**TEXT PASSAGE**
--------

After graduating, Honig took a job with Covington & Burling in Washington, D.C. From 2004 to 2012, Honig was an assistant United States attorney in the Southern District of New York. He prosecuted organized crime. In 2010, he became the deputy chief of the Organized Crime Unit. He secured convictions against 100 members of the American mafia, including members of the Genovese and Gambino crime families such as Ciro Perrone, Matthew Ianniello, Angelo Prisco, Daniel Marino, and Joseph Corozzo.

In September 2012, Honig joined the Attorney General of New Jersey's office as the deputy director of the Division of Criminal Justice. He was named director of the division in February 2013. He led the division's bail reform initiative in 2017.

In May 2018, Rutgers University established the Institute for Secure Communities and named Honig as its executive director. He presently serves in that role, while also teaching several courses at Rutgers University, including one at the Eagleton Institute of Politics about federal prosecution.

Honig joined Lowenstein Sandler in June 2018. In September 2018, he became a senior legal analyst for CNN. Honig's first book, Hatchet Man: How Bill Barr Broke the Prosecutor's Code and Corrupted the Justice Department, was published in 2021. His second book, Untouchable: How Powerful People Get Away with It, shipped in late-January 2023. His most recent book, When You Come at the King: Inside DOJ’s Pursuit of the President, from Nixon to Trump, was published in September 2025.

Since 2024, Honig has written a weekly column for New York. He has also produced a podcast, "Up Against the Mob", and a documentary for CNN on the trial of Adolf Eichmann, in which he interviewed the trial's prosecutor, Gabriel Bach. In 2025, he interviewed a Holocaust survivor who shares his exact birth name, Eliezer Honig, in an International Holocaust Remembrance Day documentary short on The Situation Room. In a 2026 Anderson Cooper 360° video interview, he spoke with Melba Pattillo Beals, a member of the Little Rock Nine, regarding the Trump administration's potential use of the Insurrection Act of 1807.

==Personal life==
Honig's wife, Rachael, is also an attorney. She served as Acting United States Attorney for the District of New Jersey from January 6, 2021, to December 15, 2021. They have two children and live in Metuchen, New Jersey which is near Rutgers University.

--------

**WHAT THE TASK ASKS**
List every book by Honig that the passage about his career names, giving each full title. The lines that follow come from a separate source.

--------

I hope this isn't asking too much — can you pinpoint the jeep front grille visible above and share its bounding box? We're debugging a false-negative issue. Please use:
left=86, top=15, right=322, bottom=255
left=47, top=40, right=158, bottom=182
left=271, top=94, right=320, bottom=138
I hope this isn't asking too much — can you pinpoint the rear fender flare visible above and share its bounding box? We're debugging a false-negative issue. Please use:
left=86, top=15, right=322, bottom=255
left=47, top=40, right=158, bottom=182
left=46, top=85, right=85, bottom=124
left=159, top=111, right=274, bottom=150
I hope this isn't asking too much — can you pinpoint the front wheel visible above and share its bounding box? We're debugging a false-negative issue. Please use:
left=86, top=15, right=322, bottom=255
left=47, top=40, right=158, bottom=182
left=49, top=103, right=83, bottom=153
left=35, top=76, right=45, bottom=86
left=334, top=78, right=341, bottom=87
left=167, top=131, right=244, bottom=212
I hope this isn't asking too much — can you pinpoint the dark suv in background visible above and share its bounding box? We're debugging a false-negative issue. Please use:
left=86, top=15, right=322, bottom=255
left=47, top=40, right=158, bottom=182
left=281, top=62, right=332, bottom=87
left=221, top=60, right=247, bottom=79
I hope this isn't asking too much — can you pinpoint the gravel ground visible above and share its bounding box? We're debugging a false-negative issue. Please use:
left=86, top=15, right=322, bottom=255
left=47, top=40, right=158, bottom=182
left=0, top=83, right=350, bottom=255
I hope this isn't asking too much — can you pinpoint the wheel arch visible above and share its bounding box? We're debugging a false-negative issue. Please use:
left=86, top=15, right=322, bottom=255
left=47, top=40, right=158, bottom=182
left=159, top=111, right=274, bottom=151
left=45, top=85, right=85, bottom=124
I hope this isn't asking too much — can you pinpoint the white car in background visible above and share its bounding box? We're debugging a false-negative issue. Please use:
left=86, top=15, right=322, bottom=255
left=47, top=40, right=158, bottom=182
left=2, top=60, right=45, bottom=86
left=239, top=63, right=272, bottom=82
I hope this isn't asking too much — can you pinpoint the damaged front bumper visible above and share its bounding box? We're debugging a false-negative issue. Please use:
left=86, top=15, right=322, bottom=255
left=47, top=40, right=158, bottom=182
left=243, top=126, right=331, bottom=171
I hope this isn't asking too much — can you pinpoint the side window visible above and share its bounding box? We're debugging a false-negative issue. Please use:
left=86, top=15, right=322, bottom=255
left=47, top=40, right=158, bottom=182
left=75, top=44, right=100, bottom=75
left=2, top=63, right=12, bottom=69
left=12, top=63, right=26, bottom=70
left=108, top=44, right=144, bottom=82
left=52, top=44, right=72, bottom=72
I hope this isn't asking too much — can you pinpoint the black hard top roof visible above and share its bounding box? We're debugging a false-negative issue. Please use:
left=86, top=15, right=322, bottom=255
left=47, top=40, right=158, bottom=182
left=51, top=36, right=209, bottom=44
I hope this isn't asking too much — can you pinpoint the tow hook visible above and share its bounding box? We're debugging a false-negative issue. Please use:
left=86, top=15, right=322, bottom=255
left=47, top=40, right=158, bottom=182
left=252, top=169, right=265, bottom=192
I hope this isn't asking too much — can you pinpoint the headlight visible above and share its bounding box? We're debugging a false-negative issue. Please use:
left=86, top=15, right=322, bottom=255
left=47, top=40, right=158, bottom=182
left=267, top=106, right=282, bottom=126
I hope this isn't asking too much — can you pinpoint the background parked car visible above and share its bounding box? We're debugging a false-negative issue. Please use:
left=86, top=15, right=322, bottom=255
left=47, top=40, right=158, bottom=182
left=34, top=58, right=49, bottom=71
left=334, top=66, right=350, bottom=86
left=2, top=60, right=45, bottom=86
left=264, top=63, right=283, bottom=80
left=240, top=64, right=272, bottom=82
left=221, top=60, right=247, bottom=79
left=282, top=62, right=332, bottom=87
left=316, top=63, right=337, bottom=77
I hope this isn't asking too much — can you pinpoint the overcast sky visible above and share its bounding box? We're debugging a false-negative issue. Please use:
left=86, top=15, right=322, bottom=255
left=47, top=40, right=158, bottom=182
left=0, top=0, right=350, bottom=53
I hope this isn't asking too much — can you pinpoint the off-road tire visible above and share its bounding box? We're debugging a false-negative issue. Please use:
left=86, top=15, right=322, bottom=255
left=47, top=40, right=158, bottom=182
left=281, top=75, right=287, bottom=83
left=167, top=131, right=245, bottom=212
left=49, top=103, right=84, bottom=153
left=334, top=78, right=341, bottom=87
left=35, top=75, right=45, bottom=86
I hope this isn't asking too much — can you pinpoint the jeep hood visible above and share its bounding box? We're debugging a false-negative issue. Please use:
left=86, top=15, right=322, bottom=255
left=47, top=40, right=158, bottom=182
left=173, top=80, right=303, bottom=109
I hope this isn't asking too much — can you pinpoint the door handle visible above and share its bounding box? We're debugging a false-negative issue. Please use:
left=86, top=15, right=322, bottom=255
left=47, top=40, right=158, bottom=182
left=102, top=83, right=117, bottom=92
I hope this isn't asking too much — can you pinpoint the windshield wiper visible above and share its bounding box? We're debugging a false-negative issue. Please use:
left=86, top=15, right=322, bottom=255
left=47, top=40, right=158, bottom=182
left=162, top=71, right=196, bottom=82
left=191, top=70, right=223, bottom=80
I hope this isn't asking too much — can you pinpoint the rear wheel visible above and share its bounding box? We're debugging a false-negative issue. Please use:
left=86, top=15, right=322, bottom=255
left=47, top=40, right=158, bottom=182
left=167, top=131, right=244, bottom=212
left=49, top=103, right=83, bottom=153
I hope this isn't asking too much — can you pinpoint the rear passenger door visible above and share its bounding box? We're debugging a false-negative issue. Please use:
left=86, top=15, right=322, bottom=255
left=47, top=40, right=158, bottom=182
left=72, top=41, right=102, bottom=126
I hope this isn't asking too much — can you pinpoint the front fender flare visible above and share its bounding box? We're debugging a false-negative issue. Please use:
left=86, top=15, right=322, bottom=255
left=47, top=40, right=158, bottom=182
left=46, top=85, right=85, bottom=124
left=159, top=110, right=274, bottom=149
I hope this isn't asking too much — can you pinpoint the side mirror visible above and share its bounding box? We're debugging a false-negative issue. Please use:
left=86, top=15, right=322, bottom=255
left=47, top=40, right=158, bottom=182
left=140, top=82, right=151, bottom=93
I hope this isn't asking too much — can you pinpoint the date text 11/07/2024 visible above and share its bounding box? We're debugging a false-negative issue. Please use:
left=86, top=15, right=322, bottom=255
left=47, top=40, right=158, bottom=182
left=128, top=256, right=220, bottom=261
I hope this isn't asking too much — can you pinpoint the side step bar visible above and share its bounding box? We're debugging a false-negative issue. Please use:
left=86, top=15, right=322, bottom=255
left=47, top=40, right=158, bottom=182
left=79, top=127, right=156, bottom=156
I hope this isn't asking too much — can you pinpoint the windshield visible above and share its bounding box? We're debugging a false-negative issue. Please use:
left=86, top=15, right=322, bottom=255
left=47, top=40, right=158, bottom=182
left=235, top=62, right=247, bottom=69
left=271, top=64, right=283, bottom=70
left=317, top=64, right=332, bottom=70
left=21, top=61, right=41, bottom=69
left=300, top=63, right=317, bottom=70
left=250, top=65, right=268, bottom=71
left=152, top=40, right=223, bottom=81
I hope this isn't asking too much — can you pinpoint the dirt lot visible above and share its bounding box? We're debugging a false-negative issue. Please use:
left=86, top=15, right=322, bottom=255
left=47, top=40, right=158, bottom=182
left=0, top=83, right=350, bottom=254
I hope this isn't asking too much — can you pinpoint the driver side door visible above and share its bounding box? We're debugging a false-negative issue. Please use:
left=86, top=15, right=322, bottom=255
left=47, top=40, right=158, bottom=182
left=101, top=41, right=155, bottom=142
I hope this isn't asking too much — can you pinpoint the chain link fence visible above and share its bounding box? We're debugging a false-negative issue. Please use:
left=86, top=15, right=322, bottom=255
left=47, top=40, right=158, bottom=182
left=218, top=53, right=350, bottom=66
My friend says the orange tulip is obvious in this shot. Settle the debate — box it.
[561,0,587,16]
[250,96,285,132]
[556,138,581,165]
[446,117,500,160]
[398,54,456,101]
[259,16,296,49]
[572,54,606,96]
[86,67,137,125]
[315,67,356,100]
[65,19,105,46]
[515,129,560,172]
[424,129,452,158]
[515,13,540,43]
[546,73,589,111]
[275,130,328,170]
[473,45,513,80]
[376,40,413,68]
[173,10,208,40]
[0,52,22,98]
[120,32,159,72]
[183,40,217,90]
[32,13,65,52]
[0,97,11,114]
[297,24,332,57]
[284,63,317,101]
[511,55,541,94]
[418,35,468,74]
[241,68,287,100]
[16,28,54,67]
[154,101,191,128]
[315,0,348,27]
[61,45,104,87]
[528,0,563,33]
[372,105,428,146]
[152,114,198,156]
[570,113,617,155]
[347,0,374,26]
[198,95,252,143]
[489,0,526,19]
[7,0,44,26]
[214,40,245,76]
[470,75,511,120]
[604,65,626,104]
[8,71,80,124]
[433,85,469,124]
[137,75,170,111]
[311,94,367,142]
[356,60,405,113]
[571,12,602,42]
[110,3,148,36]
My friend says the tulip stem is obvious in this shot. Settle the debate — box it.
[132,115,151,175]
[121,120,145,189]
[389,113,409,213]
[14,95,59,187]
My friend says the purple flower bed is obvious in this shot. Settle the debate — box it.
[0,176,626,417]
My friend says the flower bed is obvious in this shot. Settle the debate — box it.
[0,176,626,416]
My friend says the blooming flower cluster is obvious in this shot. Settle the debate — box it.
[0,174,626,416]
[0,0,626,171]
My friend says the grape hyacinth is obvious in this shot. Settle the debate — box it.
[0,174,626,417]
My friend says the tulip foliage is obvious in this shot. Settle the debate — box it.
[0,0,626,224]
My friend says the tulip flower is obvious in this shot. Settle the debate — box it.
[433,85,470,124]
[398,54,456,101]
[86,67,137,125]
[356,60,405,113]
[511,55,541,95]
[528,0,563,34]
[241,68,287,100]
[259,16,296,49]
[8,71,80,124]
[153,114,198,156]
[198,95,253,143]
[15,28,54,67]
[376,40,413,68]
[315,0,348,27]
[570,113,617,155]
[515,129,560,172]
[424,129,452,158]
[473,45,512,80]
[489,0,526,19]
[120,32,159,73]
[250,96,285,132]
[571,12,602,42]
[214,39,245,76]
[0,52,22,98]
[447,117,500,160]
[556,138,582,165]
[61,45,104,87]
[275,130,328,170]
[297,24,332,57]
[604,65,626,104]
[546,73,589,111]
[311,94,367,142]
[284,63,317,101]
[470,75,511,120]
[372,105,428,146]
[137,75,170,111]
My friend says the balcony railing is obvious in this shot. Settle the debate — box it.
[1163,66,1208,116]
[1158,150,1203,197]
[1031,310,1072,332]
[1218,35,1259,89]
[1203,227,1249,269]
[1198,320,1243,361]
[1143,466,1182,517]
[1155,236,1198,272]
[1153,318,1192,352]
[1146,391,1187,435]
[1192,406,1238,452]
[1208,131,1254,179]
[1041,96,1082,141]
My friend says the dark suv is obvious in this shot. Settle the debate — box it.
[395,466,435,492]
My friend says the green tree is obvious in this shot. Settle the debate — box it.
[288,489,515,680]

--------

**RESULT OF THIS TASK**
- Hatchet Man: How Bill Barr Broke the Prosecutor's Code and Corrupted the Justice Department
- Untouchable: How Powerful People Get Away with It
- When You Come at the King: Inside DOJ’s Pursuit of the President, from Nixon to Trump